Work request – Set out exactly every line of the entries below, starting at the line that holds "positive clicks: (277, 214) (349, 208)" and stopping after the line that holds "rough mask: <svg".

Data under study –
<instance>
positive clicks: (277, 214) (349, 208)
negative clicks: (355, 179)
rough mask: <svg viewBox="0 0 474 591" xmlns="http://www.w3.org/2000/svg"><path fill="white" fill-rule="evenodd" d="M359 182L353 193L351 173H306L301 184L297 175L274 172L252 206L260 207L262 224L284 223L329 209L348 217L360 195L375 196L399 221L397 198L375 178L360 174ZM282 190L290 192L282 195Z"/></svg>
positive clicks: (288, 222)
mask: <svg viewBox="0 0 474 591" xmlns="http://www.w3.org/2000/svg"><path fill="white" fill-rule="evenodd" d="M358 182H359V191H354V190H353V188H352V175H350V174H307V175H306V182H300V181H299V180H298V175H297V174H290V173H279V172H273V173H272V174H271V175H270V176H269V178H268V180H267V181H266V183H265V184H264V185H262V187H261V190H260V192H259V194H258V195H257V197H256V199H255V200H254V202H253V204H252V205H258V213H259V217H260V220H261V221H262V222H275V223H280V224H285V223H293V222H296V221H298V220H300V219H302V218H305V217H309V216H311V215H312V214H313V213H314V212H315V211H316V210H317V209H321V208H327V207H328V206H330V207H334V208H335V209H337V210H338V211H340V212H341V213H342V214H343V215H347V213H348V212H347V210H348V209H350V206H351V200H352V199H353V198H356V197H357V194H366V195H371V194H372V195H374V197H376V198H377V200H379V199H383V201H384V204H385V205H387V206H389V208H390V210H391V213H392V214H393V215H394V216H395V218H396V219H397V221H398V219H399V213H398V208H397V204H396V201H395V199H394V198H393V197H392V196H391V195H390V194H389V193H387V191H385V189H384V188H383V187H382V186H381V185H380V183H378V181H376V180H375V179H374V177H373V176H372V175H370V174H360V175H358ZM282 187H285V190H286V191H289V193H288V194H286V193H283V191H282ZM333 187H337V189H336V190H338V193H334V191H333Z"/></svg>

Exercise answer –
positive clicks: (277, 214) (349, 208)
negative clicks: (355, 179)
rough mask: <svg viewBox="0 0 474 591" xmlns="http://www.w3.org/2000/svg"><path fill="white" fill-rule="evenodd" d="M359 182L353 193L351 173H306L301 184L297 175L274 172L252 206L260 207L262 224L284 223L329 209L348 217L360 195L375 196L399 221L397 198L375 178L360 174ZM282 190L290 192L282 195Z"/></svg>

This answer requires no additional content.